= PROBLEM REQUIREMENTS =
What you return must match, exactly, the lines running from the one containing "# point at: green neon" to the end of the data, both included, and must contain no pictures.

= EXTRACTED RECORDS =

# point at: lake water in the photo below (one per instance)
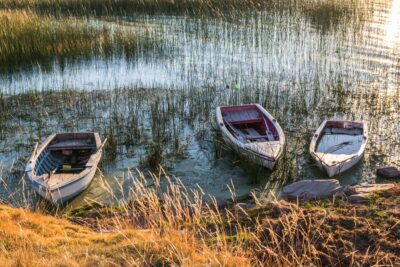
(299, 67)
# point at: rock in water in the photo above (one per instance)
(388, 172)
(311, 189)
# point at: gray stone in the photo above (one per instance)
(312, 189)
(388, 172)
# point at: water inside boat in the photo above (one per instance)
(249, 125)
(340, 141)
(65, 156)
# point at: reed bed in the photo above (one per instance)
(320, 11)
(27, 38)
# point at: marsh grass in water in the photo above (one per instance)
(27, 39)
(325, 13)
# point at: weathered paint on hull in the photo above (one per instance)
(340, 168)
(67, 192)
(269, 164)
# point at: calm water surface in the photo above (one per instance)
(300, 69)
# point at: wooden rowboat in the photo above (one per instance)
(253, 132)
(338, 145)
(64, 165)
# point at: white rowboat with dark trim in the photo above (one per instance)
(64, 165)
(252, 132)
(338, 145)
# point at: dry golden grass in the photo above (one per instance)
(30, 239)
(174, 226)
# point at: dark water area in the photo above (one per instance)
(303, 68)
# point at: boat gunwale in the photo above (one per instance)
(96, 156)
(241, 145)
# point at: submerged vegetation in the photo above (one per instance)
(27, 39)
(319, 11)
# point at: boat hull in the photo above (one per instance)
(67, 192)
(333, 168)
(265, 162)
(241, 148)
(337, 169)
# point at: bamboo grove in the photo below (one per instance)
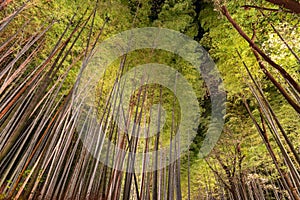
(45, 46)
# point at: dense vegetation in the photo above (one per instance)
(44, 47)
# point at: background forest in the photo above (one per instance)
(45, 44)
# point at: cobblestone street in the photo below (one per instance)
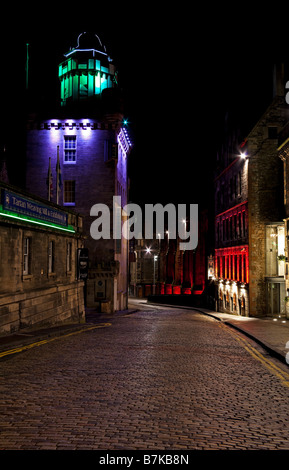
(159, 378)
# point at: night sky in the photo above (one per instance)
(181, 73)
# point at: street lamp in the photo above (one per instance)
(154, 284)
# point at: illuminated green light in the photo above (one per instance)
(4, 213)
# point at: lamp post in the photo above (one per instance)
(154, 284)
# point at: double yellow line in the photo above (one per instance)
(281, 374)
(45, 341)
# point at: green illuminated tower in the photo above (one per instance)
(87, 70)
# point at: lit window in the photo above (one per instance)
(26, 256)
(51, 257)
(68, 257)
(69, 193)
(69, 148)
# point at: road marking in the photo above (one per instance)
(281, 374)
(45, 341)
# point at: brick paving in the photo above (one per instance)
(160, 378)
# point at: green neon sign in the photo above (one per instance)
(31, 220)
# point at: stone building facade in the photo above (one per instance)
(249, 229)
(231, 266)
(39, 243)
(266, 212)
(87, 136)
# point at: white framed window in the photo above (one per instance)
(69, 155)
(69, 193)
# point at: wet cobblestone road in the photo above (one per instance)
(155, 379)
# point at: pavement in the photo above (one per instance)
(271, 333)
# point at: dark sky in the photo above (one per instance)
(181, 72)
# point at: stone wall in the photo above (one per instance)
(265, 204)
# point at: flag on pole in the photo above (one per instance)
(49, 181)
(58, 177)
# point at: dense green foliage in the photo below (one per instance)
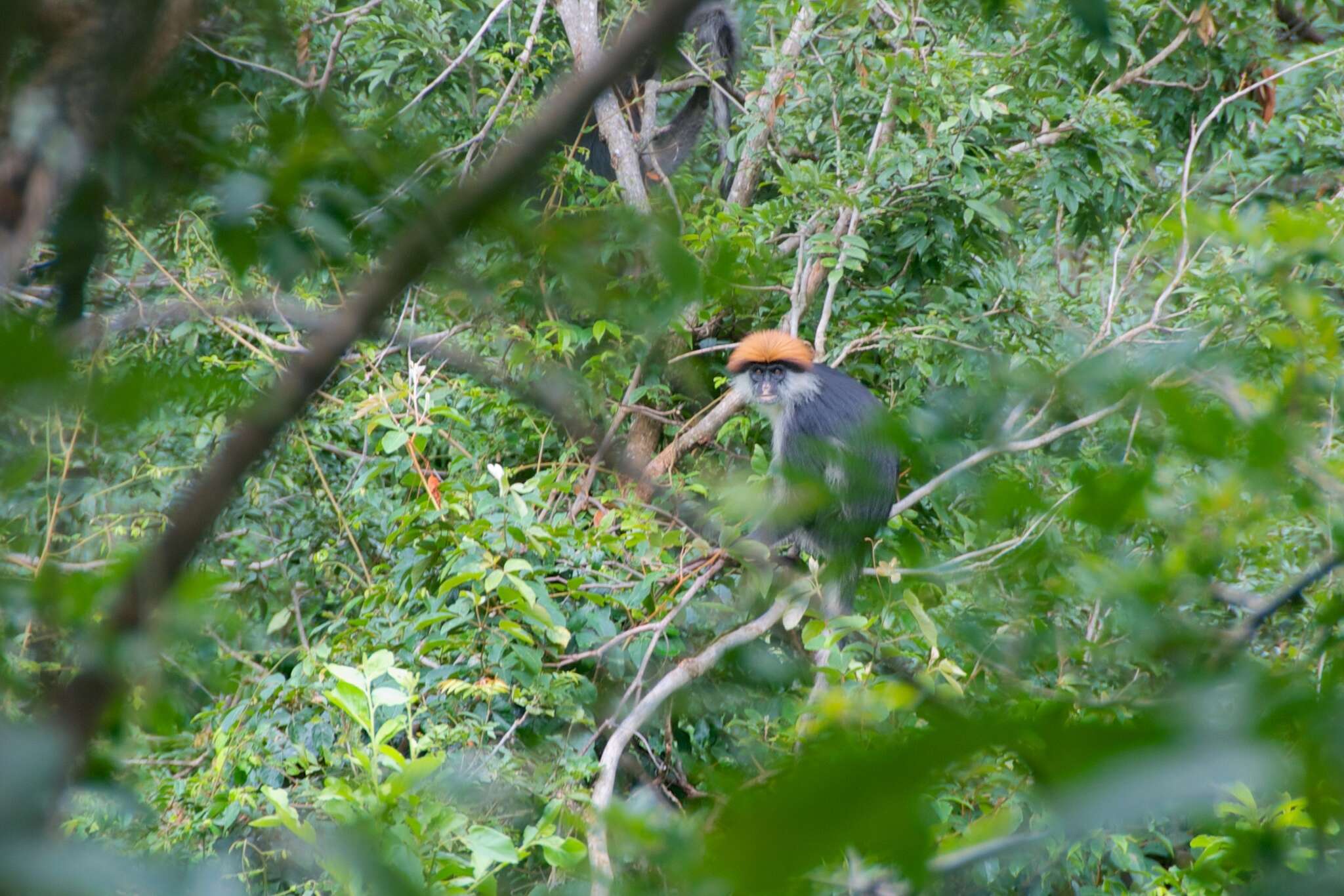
(1108, 295)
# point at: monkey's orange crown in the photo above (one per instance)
(770, 347)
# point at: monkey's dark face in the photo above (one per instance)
(768, 382)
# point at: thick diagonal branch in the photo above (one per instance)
(82, 702)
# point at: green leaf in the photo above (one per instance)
(566, 856)
(394, 441)
(488, 847)
(278, 621)
(354, 678)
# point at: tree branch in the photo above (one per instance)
(81, 703)
(686, 672)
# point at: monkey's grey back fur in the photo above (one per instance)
(715, 29)
(862, 476)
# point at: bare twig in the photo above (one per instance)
(686, 672)
(1290, 594)
(581, 491)
(79, 703)
(750, 161)
(467, 51)
(581, 19)
(702, 432)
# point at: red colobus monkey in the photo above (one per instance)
(835, 476)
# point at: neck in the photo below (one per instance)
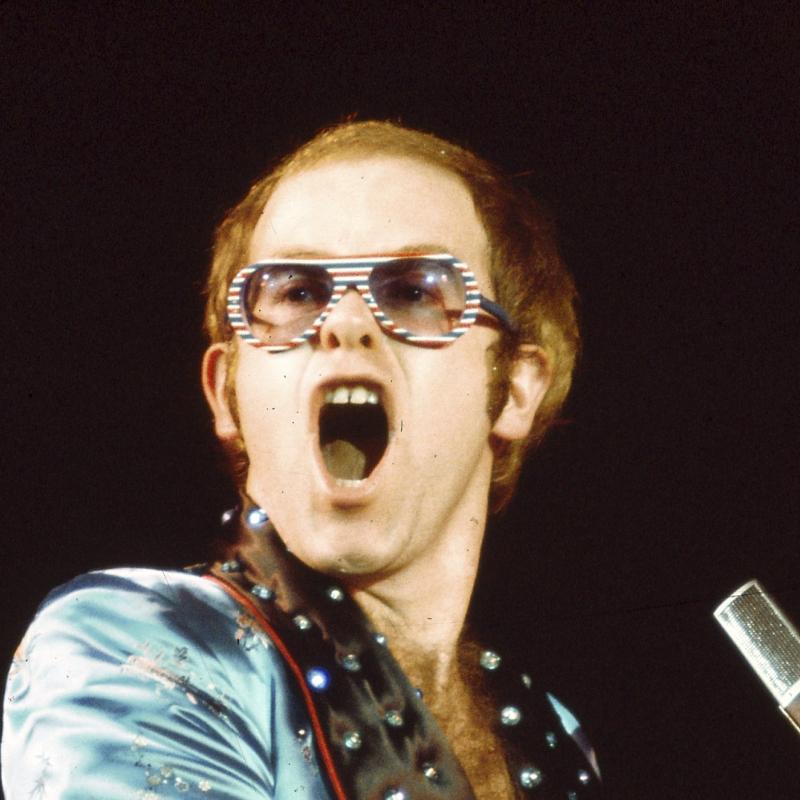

= WRITTEN RESPONSE =
# point at: green neon sign in the photo above (one per instance)
(31, 220)
# point at: stone building facade in the photo above (one per instance)
(249, 229)
(231, 266)
(39, 243)
(266, 212)
(87, 136)
# point at: white framed window in the photo above (one per instance)
(69, 155)
(69, 193)
# point at: wet cobblestone road in the photo above (one per instance)
(155, 379)
# point at: pavement in the photo above (one per instance)
(271, 333)
# point at: dark sky in the photo above (one per instance)
(181, 72)
# point at: stone wall in the photo above (one per instance)
(265, 204)
# point at: flag on pole in the photo above (one per instance)
(49, 181)
(58, 177)
# point at: dense green foliage in the photo below (one per instance)
(1108, 295)
# point at: monkey's orange crown in the photo above (one per instance)
(770, 347)
# point at: monkey's dark face in the photo above (one per instance)
(768, 382)
# point at: thick diagonal branch in the photo above (one per instance)
(82, 702)
# point at: green leaf in the photo above (one per instance)
(566, 856)
(394, 441)
(488, 847)
(278, 621)
(354, 678)
# point at: tree branch in the photo above (one per instance)
(81, 703)
(686, 672)
# point at: monkey's grey back fur in the photo above (one per instance)
(715, 29)
(862, 476)
# point at: bare twig in the photo above (one per instance)
(686, 672)
(1290, 594)
(581, 491)
(79, 703)
(750, 161)
(467, 51)
(581, 19)
(702, 432)
# point at: red colobus monkey in the photo above (one per instance)
(835, 476)
# point at: neck in the photo below (one per instance)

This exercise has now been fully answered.